*Given instruction*
Return every line from the items below that contains the word "stadium", copying each such line in full.

---------- Data extract ----------

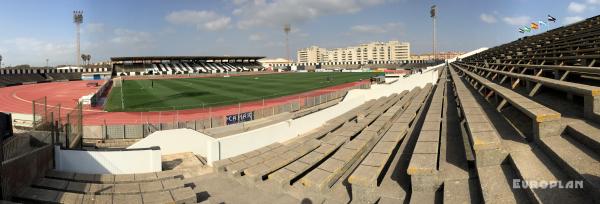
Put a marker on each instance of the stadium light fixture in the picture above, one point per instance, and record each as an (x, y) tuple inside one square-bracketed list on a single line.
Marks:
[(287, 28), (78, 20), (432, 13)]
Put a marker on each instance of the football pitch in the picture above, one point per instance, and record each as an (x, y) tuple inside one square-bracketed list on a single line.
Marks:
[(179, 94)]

----------
---------- Data extract ----------

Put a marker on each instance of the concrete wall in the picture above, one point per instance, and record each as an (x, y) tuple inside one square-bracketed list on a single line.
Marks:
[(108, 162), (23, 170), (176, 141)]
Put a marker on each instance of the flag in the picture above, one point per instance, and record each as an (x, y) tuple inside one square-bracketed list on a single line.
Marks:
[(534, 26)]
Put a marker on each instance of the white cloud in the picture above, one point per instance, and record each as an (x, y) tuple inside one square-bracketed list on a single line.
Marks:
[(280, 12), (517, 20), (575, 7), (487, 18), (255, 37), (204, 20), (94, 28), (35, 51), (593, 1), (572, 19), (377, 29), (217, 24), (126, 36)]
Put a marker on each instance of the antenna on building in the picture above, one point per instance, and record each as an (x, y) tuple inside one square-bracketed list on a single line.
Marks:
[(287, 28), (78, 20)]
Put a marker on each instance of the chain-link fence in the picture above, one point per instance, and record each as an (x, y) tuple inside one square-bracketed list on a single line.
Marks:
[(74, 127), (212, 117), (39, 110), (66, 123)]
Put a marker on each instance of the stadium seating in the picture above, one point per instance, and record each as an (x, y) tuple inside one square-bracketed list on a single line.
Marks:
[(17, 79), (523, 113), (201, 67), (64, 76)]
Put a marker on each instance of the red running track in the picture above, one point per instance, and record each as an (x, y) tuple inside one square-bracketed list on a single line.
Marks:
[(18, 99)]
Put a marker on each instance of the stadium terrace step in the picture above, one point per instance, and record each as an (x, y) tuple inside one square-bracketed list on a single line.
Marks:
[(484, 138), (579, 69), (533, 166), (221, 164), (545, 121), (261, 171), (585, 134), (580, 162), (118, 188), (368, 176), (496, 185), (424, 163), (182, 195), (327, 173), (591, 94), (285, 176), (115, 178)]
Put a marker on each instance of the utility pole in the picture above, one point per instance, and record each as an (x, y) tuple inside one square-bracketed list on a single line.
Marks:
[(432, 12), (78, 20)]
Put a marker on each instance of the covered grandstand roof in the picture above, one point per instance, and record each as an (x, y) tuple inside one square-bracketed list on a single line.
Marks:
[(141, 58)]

----------
---------- Data extract ----------

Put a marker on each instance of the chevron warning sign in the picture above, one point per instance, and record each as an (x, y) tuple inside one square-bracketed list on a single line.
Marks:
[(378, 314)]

----------

*Response*
Put a marker on each instance of the stadium light fixture in the picture above, one point per instance, and record each as an (x, y) tuple inside one square-bracketed list on a single line.
Put a marker on each instance of the stadium seating in the picture above, one point per instance, and record each as an (x, y) tuple inside one square-bracketed list on a single line.
Put a marker on each instance of the stadium terrace step in the picture above, one point per instance, and record each as an (x, y) tuple inside one square-bracketed list on a single line.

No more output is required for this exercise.